[PASSAGE SHOWN]
• • • •

If the motion judge concludes at the first stage that a genuine issue for trial exists, the motion judge is then directed to consider whether a trial may be avoided by using the enhanced fact-finding powers set out in r. 20.04(2.1). The motion judge may exercise those powers, unless doing so would be contrary to the interests of justice.
[66] In a summary judgment motion, each party is required to put their best foot forward with respect to the evidence they rely on to support or defend the motion: see Rahimi et al. v. Hatami et al., 2015 ONSC 4266, at paras. 5-6. This is a particularly important factor in this case because each party has had ample time to put their best foot forward.
[67] Mr. Jung submits that this is a straight-forward case about the repayment of a loan secured by a promissory note for $180,000.00 and the repayment of loan to Mr. Lee for $5,000.00, neither of which have been repaid.
[68] Mr. Lee submits that there are numerous issues that require a trial to resolve what amount, if any, is actually owed given the damages he suffered such that this is not an appropriate case for summary judgment.
[69] I am satisfied that there are no genuine issues for trial that cannot be addressed by utilizing the fact-finding powers set out in r. 20.04 (2.1.). I am also satisfied that it would not be contrary to the interests of justice to resolve this matter by way of summary judgement, for the reasons set out below.
Issue #3(a): Are There Any Genuine Issues that Require a Trial to Determine if Mr. Lee Owes Mr. Jung Monies Pursuant to the Promissory Note?
[70] There are no genuine issues that require a trial to determine if Mr. Lee owes Mr. Jung $180,000.00, plus interest pursuant to the promissory note.
i) The Promissory Note for $180,000.00 is Valid and Payable
[71] I am satisfied that the promissory note for $180,000.00 is valid for several reasons.
[72] First, Mr. Lee does not dispute that he signed two promissory notes for the amount Mr. Jung loaned him.
[73] Second, in his cross-examination, Mr. Lee stated that he voluntarily signed the promissory note.
[74] Third, the amounts owing on the two promissory notes and the dates of the notes are consistent with the evidence. It is not disputed that Mr. Lee borrowed $280,000.00 from Mr. Jung. The first promissory note is for $280,000.00 dated March 18, 2009. Mr. Lee paid Mr. Jung $99,657.29 on June 11, 2009. Mr. Lee signed a new promissory note for $180,000.00 on January 16, 2010 that reflected that $99,657.29 had been paid.
[75] Fourth, the fact that Mr. Lee continued to pay interest for the following four years after the 2010 promissory note was signed further demonstrates that the promissory note was legitimate, and that Mr. Lee owed $180,000.00.

• • • •

[GIVEN DATA]
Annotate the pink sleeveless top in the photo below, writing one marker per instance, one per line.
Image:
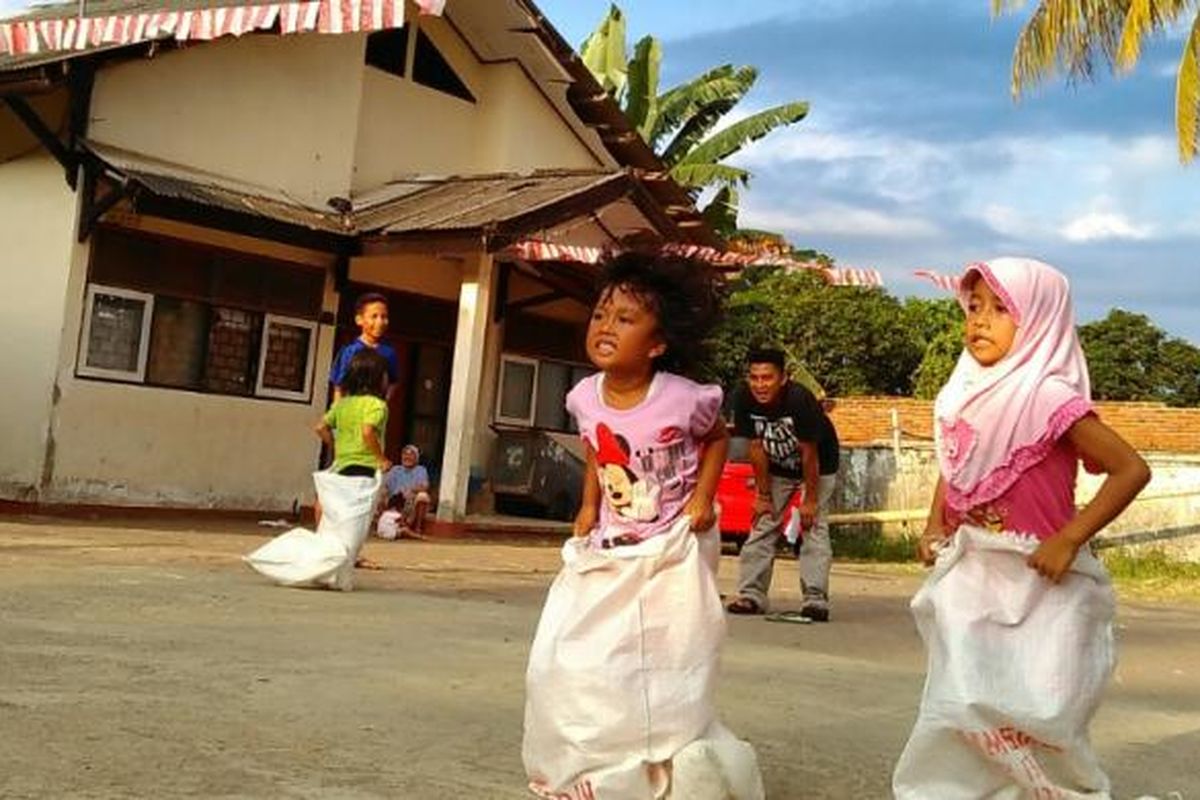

• • • •

[DIRECTIONS]
1. In the ruling on the summary judgment motion, write out again the part that opens with "[72] First, Mr." and closes with "signed the promissory note.", putting "examination for discovery" in place of "cross-examination".
2. Answer these questions from the ruling on the summary judgment motion:
(a) What sum did Mr. Lee pay Mr. Jung on June 11, 2009?
(b) Which rule sets out the enhanced fact-finding powers?
(c) Apart from the promissory note, what amount does Mr. Jung say he loaned Mr. Lee that has not been repaid?

[SOLUTIONS TO THE EXERCISE]
1.
[72] First, Mr. Lee does not dispute that he signed two promissory notes for the amount Mr. Jung loaned him.
[73] Second, in his examination for discovery, Mr. Lee stated that he voluntarily signed the promissory note.

2.
(a) $99,657.29
(b) r. 20.04(2.1)
(c) $5,000.00